• Passage:
Upon adoption of CECL, the ACL on off-balance sheet credit exposures, excluding those that are unconditionally cancellable by the Company, estimates the expected losses on the unfunded commitments and standby letters of credit at each reporting date. To appropriately measure expected credit losses, management disaggregates the loan portfolio into similar risk characteristics, identical to those determined for the loan portfolio. An estimated funding rate is then applied to the qualifying unfunded loan commitments and standby letters of credit using the Company’s own historical experience to estimate the expected funded for each loan segment as of the reporting date. Once the expected funded amount for each loan segment is determined, the CECL loss rate, which is the calculated expected loan loss as a percent of the amortized cost basis for each loan segment, is applied to calculate the ACL on off-balance sheet credit exposures as of the reporting date.

The ACL on off-balance sheet credit exposures is presented within accrued interest and other liabilities on the consolidated statements of condition. A charge (credit) to provision for credit losses on the consolidated statements of income is made to account for the change in the ACL on off-balance sheet exposures between reporting periods. Refer to Note 11 of the consolidated financial statements for further details as of each reporting period.

• Exercise directions: Please reproduce the credit-loss passage above word for word, from "The ACL on off-balance sheet credit exposures is" up to and including "each reporting period.".

• Data section:

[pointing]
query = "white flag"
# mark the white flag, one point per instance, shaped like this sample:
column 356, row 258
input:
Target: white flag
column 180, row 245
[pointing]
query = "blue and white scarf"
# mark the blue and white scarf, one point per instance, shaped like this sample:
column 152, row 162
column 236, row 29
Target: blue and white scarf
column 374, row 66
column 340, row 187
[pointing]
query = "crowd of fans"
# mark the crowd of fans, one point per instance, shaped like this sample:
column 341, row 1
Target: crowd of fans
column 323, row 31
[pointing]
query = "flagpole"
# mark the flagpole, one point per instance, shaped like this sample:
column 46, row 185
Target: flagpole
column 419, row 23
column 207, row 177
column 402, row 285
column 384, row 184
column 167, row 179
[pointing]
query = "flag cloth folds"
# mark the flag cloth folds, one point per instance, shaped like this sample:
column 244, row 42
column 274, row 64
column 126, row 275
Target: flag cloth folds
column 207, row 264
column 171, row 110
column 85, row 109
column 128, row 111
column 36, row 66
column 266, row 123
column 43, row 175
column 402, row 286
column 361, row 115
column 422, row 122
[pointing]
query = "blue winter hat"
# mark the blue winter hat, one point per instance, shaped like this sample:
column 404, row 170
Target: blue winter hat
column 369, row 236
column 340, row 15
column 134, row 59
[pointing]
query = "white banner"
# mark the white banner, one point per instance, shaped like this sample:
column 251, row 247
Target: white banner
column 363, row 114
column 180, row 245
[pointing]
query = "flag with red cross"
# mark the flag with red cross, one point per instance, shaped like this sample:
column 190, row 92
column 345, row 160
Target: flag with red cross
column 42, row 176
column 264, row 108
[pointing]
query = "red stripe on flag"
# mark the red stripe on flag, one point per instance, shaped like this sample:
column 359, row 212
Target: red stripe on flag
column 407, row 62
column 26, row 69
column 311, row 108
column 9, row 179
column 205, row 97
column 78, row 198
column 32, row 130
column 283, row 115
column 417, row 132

• The completed task:
The ACL on off-balance sheet credit exposures is presented within accrued interest and other liabilities on the consolidated statements of condition. A charge (credit) to provision for credit losses on the consolidated statements of income is made to account for the change in the ACL on off-balance sheet exposures between reporting periods. Refer to Note 11 of the consolidated financial statements for further details as of each reporting period.